◆ Source ◆
★ ★ ★ ★ ★

We purchased our NeoPlanar speaker technology from Hucon Limited in February 2000. As part of the purchase, we took assignment of Hucon's rights and obligations under a technology license agreement between Hucon and Bohlender-Graebener Corporation, which we refer to as B-G. The technology license agreement required the licensee to pay a royalty to B-G equal to 50% of the purchase price of a propriety film identified by B-G, and a minimum royalty of $240,000 per year for a minimum of two years. After two years, if actual royalty payments were less than the minimum, the licensee would lose its exclusive rights unless it paid the minimum royalty. A dispute arose between us and B-G regarding a minimum royalty in the amount of approximately $228,000 that B-G believed was due for 2002. We disputed that such royalty was due. In January 2003, B-G filed a statement of claim in private arbitration in Seattle, Washington. In August 2003, B-G agreed to dismiss its claim against us for the alleged past due minimum royalty, and to eliminate all further royalties under the technology license agreement, in consideration of our issuance of 50,000 restricted shares of common stock. We accrued an estimated loss related to this litigation at September 30, 2003 of $292,500, which was based on the fair value at that date of the 50,000 shares ($5.85 per share). This was recorded as an entry to legal settlement expense offset by an entry to accrued expenses.
 
Our policy is to estimate the range of liability relating to pending litigation, where the amount and range of loss can be estimated. We record our best estimate of a loss when the loss is considered probable. Where a liability is probable and there is a range of estimated loss with no best estimate in the range, we record the minimum estimated liability related to the claim. As additional information becomes available, we assess the potential liability related to our pending litigation and revise our estimates.

★ ★ ★ ★ ★

◆ Stored rows ◆

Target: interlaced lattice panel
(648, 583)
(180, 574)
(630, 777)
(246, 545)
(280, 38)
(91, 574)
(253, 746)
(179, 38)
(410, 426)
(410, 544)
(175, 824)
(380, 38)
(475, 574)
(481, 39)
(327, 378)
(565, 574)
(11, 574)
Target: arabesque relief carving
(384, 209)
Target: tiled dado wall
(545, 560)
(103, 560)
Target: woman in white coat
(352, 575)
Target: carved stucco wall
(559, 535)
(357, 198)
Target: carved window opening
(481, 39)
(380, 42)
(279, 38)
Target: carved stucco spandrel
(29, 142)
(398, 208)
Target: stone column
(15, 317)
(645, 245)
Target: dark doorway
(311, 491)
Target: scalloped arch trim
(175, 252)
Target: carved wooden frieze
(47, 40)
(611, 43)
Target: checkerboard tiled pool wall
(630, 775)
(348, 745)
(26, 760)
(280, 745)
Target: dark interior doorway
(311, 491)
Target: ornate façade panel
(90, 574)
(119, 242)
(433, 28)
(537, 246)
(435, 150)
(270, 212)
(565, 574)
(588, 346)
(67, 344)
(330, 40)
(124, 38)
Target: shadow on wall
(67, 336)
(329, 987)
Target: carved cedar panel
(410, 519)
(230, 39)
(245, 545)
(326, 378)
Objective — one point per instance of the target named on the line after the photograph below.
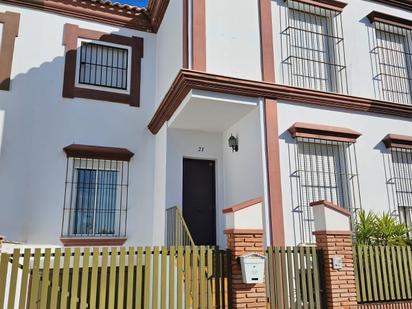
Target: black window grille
(96, 194)
(103, 66)
(399, 175)
(313, 48)
(321, 170)
(392, 63)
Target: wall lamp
(233, 143)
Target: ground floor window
(96, 194)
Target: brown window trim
(334, 5)
(316, 131)
(98, 152)
(397, 141)
(92, 241)
(71, 35)
(396, 21)
(11, 22)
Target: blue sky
(141, 3)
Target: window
(101, 66)
(314, 52)
(391, 57)
(96, 192)
(321, 169)
(398, 170)
(9, 29)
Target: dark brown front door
(199, 200)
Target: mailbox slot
(253, 268)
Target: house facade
(112, 114)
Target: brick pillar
(244, 232)
(334, 237)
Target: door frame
(216, 189)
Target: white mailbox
(253, 268)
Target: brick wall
(340, 284)
(245, 295)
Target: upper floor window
(323, 167)
(399, 176)
(314, 47)
(391, 57)
(96, 191)
(101, 66)
(9, 29)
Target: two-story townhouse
(112, 114)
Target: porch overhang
(210, 112)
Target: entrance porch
(203, 175)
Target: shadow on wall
(37, 122)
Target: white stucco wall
(358, 36)
(232, 38)
(370, 151)
(38, 123)
(243, 172)
(169, 48)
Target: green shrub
(380, 230)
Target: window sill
(92, 241)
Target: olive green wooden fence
(294, 277)
(383, 273)
(155, 278)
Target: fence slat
(4, 261)
(93, 279)
(74, 299)
(85, 279)
(35, 281)
(163, 278)
(121, 281)
(24, 279)
(155, 284)
(13, 278)
(147, 271)
(103, 278)
(45, 279)
(130, 277)
(139, 278)
(55, 278)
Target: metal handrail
(177, 232)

★ ★ ★ ★ ★

◆ Task set ◆
(1) In the passage on the B-G royalty dispute, how many restricted shares of common stock did the company agree to issue in exchange for B-G dropping its claim?
(2) Resume the passage on the B-G royalty dispute and litigation accounting, starting after its last sentence.

◆ The replies ◆
(1) 50,000 restricted shares

(2)
 

 
Securities and Exchange Commission
September 7, 2005
Page 8
 
 
In March 2004, we and B-G executed definitive settlement agreements. The terms of the settlement required us to issue 50,000 restricted shares of common stock to B-G, which had a fair value at the time of issuance of $4.96 per share, or $248,000 in total, and a cash payment of $25,000. The journal entries associated with entry into the definitive agreements were: a decrease in the accrued expenses previously recorded by $292,500, $248,000 recorded as equity, $25,000 recorded as accounts payable (which entry was reversed shortly thereafter when the cash was actually paid) and $19,500 recorded as legal settlement expense.
 
9.
Please tell us in more detail about the "Legal Settlement" liabilities in the amount of $150,000 for 2004 and $292,500 for 2003. Describe the related transaction(s) and tell us how you determined the amount of the liability. Also tell us your basis for including the related expense in SG&A. We also note your discussion on page 21.
 
Issuer's Response
 
The legal settlement liability of $292,500 as of September 30, 2003 was the estimated settlement costs of the dispute with B-G, described more fully in the response to comment 8 above.
 
The legal settlement liability of $150,000 as of September 30, 2004 related to our dispute with eSOUNDideas, Inc. In September 2003, we filed a complaint against eSOUNDideas, Inc., in the Superior Court of California, County of San Diego, alleging breach of contract and seeking a declaratory judgment to the effect that a license, purchase and marketing agreement dated September 28, 2000, which we refer to as the ESI License Agreement, with eSOUNDideas, a California partnership, was properly terminated by us in May 2003. The principals of eSOUNDideas are Greg O. Endsley and Douglas J. Paschall. The principals also founded a corporation, eSOUNDideas, Inc., which purported to assume the contractual obligations of eSOUNDideas. We amended the complaint in November 2003 to include eSOUNDideas (the general partnership), Mr. Endsley and Mr. Paschall as defendants. For convenience, the following discussion refers to eSOUNDideas and eSOUNDideas, Inc. collectively as “ESI.” In November 2003, we filed complaints in the Superior Court of California, County of San Diego, against Mr. Endsley and Paschall seeking declaratory judgments that options granted to each of Mr. Endsley and Mr. Paschall in April 2001 were terminated in October 2002.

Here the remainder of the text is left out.